=== Section Start ===

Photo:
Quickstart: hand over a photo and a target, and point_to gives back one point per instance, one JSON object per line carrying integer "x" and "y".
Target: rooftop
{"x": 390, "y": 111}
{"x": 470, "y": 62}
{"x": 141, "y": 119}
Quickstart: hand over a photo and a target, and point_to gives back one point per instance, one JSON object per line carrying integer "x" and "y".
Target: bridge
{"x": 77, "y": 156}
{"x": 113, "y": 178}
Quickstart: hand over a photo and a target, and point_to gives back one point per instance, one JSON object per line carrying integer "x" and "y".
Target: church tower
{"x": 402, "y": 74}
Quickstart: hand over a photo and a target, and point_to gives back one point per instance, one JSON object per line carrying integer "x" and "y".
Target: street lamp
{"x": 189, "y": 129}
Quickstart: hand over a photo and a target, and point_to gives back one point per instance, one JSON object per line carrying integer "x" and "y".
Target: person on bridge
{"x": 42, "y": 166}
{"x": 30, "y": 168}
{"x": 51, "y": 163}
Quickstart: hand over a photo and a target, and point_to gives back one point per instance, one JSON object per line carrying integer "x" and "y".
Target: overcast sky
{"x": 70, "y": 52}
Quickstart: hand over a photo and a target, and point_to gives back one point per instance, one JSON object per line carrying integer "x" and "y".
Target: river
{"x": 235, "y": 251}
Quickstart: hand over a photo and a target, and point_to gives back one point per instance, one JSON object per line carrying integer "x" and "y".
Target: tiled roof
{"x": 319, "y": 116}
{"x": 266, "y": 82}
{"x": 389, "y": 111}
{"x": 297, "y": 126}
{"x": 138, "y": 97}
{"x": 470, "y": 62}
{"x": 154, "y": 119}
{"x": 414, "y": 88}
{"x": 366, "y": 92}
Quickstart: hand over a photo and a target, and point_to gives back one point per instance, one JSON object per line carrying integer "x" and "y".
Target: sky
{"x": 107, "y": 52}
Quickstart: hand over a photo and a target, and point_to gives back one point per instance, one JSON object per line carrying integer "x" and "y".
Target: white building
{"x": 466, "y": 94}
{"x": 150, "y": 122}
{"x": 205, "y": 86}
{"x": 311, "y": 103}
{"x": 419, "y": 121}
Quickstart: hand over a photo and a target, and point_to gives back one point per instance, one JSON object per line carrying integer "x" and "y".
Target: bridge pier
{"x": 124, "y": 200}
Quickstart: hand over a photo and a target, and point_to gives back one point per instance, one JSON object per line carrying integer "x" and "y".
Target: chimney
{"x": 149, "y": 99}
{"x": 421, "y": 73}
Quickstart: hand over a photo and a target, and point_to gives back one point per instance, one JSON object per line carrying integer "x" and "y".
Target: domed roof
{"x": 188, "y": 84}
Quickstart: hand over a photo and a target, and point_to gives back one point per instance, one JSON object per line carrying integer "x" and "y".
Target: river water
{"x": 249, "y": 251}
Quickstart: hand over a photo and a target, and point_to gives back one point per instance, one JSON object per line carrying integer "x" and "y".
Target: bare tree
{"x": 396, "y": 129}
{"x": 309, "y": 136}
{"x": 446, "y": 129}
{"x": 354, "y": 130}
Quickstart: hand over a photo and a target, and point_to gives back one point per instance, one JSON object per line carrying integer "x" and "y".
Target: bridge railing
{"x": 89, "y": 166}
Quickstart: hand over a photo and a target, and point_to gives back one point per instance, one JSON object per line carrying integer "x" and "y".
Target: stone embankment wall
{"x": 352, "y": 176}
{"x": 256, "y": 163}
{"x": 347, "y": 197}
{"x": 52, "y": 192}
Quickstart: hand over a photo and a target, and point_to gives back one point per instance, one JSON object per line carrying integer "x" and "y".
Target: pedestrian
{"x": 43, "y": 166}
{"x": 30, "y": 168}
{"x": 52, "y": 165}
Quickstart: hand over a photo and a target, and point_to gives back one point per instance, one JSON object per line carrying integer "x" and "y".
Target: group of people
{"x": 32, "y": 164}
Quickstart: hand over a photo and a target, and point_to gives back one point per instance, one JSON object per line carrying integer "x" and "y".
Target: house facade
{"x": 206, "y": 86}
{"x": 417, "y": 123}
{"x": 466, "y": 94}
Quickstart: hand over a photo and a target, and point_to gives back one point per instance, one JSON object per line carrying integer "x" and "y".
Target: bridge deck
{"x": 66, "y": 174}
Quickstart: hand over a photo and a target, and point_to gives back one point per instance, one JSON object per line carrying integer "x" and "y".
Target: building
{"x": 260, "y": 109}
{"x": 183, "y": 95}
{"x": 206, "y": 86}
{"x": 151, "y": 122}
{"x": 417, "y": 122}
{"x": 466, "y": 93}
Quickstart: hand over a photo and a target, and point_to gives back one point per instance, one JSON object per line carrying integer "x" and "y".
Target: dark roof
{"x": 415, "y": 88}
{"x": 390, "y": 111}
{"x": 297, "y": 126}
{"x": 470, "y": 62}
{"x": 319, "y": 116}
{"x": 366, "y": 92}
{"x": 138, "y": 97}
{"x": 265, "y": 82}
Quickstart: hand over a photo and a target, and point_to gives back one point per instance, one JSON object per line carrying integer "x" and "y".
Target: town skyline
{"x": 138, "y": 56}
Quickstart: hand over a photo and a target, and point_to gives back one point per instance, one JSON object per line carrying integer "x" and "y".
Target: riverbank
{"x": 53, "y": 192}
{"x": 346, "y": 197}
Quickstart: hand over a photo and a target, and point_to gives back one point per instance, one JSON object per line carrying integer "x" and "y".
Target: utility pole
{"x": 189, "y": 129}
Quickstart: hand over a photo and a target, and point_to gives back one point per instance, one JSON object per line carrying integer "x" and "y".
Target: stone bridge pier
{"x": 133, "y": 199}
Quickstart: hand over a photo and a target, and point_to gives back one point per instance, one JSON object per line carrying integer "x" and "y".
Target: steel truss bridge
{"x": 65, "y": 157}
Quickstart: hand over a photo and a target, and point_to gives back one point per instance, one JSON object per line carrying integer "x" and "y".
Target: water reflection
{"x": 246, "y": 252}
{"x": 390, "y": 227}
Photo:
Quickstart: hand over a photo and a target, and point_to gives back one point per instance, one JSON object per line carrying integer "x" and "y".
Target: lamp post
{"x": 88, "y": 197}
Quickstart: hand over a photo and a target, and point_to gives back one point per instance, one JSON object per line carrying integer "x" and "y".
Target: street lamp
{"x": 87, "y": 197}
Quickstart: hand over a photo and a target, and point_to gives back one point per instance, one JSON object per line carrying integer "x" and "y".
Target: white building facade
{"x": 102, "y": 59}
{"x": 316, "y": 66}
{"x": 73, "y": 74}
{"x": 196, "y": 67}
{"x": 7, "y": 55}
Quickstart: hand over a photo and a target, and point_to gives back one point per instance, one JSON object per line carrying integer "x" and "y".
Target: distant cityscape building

=== Section End ===

Word for word, restate all of the data shown above.

**Output of the exercise**
Photo:
Quickstart: hand over a photo and a target, and point_to gives back one point per instance, one JSON object per line carrying integer "x" and "y".
Target: rooftop
{"x": 390, "y": 111}
{"x": 470, "y": 62}
{"x": 141, "y": 119}
Quickstart: hand over a photo and a target, and point_to gives back one point per instance, one JSON object per line carrying integer "x" and "y".
Target: bridge
{"x": 77, "y": 156}
{"x": 113, "y": 178}
Quickstart: hand over a photo and a target, and point_to gives back one point per instance, one JSON object per line carrying integer "x" and "y".
Target: church tower
{"x": 402, "y": 74}
Quickstart: hand over a photo and a target, and point_to gives back one point per instance, one JSON object per line carrying integer "x" and "y".
Target: street lamp
{"x": 189, "y": 129}
Quickstart: hand over a photo and a target, and point_to gives back one point per instance, one JSON object per line carrying integer "x" and "y".
Target: person on bridge
{"x": 42, "y": 166}
{"x": 30, "y": 168}
{"x": 51, "y": 163}
Quickstart: hand over a photo and a target, and point_to gives back one point per instance, one JSON object per line carrying integer "x" and "y".
Target: overcast sky
{"x": 70, "y": 52}
Quickstart: hand over a photo and a target, and point_to gives back one point per instance, one JSON object per line carrying integer "x" and "y".
Target: river
{"x": 235, "y": 251}
Quickstart: hand over a photo and a target, and point_to gives back one point per instance, one JSON object per line carrying integer "x" and "y".
Target: tiled roof
{"x": 319, "y": 116}
{"x": 266, "y": 82}
{"x": 389, "y": 111}
{"x": 297, "y": 126}
{"x": 138, "y": 97}
{"x": 470, "y": 62}
{"x": 154, "y": 119}
{"x": 414, "y": 88}
{"x": 366, "y": 92}
Quickstart: hand over a photo and a target, and point_to gives back one point per instance, one JSON object per line carrying integer "x" and "y".
Target: sky
{"x": 107, "y": 52}
Quickstart: hand over a photo and a target, and point_to gives back one point per instance, one JSON object per line carrying integer "x" and "y".
Target: white building
{"x": 466, "y": 94}
{"x": 150, "y": 122}
{"x": 205, "y": 86}
{"x": 311, "y": 103}
{"x": 419, "y": 121}
Quickstart: hand over a photo and a target, and point_to gives back one point per instance, one JSON object per line carrying integer "x" and "y".
Target: bridge pier
{"x": 124, "y": 200}
Quickstart: hand over a photo and a target, and point_to gives back one point per instance, one JSON object per line carrying integer "x" and "y".
Target: chimney
{"x": 149, "y": 99}
{"x": 421, "y": 73}
Quickstart: hand over a photo and a target, and point_to gives back one point per instance, one JSON object per line carrying integer "x" and "y".
Target: domed roof
{"x": 188, "y": 84}
Quickstart: hand over a photo and a target, and point_to gives back one point per instance, one JSON object per line carrying integer "x" and "y".
Target: river water
{"x": 249, "y": 251}
Quickstart: hand over a photo and a target, and point_to gives back one point per instance, one JSON object per line carrying integer "x" and "y".
Target: bare tree
{"x": 396, "y": 129}
{"x": 309, "y": 136}
{"x": 446, "y": 129}
{"x": 354, "y": 130}
Quickstart: hand over a photo and a target, and point_to gives back one point per instance, one JSON object per line carrying integer "x" and "y".
Target: bridge railing
{"x": 89, "y": 166}
Quickstart: hand over a photo and a target, and point_to gives back one point per instance, one JSON object per line carrying integer "x" and "y".
Target: stone embankment wall
{"x": 352, "y": 176}
{"x": 256, "y": 163}
{"x": 347, "y": 197}
{"x": 52, "y": 192}
Quickstart: hand over a photo and a target, and point_to gives back one point per instance, one JSON object per line carrying integer "x" and "y".
Target: pedestrian
{"x": 43, "y": 166}
{"x": 30, "y": 168}
{"x": 52, "y": 165}
Quickstart: hand over a photo and a target, and point_to gives back one point per instance, one JSON object per line carrying integer "x" and "y".
Target: group of people
{"x": 32, "y": 164}
Quickstart: hand over a photo and a target, and point_to gives back one point per instance, one JSON object per line carrying integer "x" and "y".
Target: house facade
{"x": 206, "y": 86}
{"x": 417, "y": 123}
{"x": 466, "y": 94}
Quickstart: hand over a photo and a target, and point_to gives back one point per instance, one JSON object per line carrying integer "x" and "y".
Target: bridge deck
{"x": 66, "y": 174}
Quickstart: hand over a photo and a target, and point_to gives back one point per instance, one JSON object per line carrying integer "x" and "y".
Target: building
{"x": 260, "y": 109}
{"x": 183, "y": 95}
{"x": 206, "y": 86}
{"x": 151, "y": 122}
{"x": 417, "y": 122}
{"x": 466, "y": 93}
Quickstart: hand over a photo and a target, and point_to gives back one point per instance, one JSON object per line carrying integer "x" and "y".
Target: dark roof
{"x": 415, "y": 88}
{"x": 390, "y": 111}
{"x": 297, "y": 126}
{"x": 470, "y": 62}
{"x": 319, "y": 116}
{"x": 366, "y": 92}
{"x": 138, "y": 97}
{"x": 265, "y": 82}
Quickstart: hand over a photo and a target, and point_to gives back one point per instance, one JSON object per line carrying integer "x" and "y".
Target: town skyline
{"x": 138, "y": 56}
Quickstart: hand over a photo and a target, and point_to gives back one point per instance, one JSON object per line carrying integer "x" and "y".
Target: riverbank
{"x": 53, "y": 192}
{"x": 346, "y": 197}
Quickstart: hand over a photo and a target, and point_to gives back one point per instance, one JSON object per line carrying integer "x" and "y".
Target: utility pole
{"x": 189, "y": 129}
Quickstart: hand over a photo and a target, and point_to gives back one point per instance, one JSON object per line carrying integer "x" and "y".
Target: stone bridge pier
{"x": 133, "y": 199}
Quickstart: hand over a photo and a target, and point_to gives back one point per instance, one JSON object per line carrying integer "x" and "y".
Target: steel truss bridge
{"x": 65, "y": 157}
Quickstart: hand over a photo and a target, and point_to gives back one point per instance, one JSON object per line carrying integer "x" and "y".
Target: water reflection
{"x": 246, "y": 252}
{"x": 390, "y": 227}
Photo:
Quickstart: hand over a photo and a target, and point_to gives back one point per instance, one JSON object per line carrying integer "x" and "y".
Target: lamp post
{"x": 88, "y": 197}
Quickstart: hand over a photo and a target, and point_to gives back one point per instance, one JSON object per line carrying integer "x" and "y".
Target: street lamp
{"x": 87, "y": 197}
Quickstart: hand over a photo and a target, and point_to gives back one point per instance, one JSON object per line carrying integer "x" and "y".
Target: white building facade
{"x": 102, "y": 59}
{"x": 316, "y": 66}
{"x": 73, "y": 74}
{"x": 196, "y": 67}
{"x": 7, "y": 55}
Quickstart: hand over a photo and a target, and point_to gives back one point per instance, one JSON object per line carrying integer "x" and "y".
Target: distant cityscape building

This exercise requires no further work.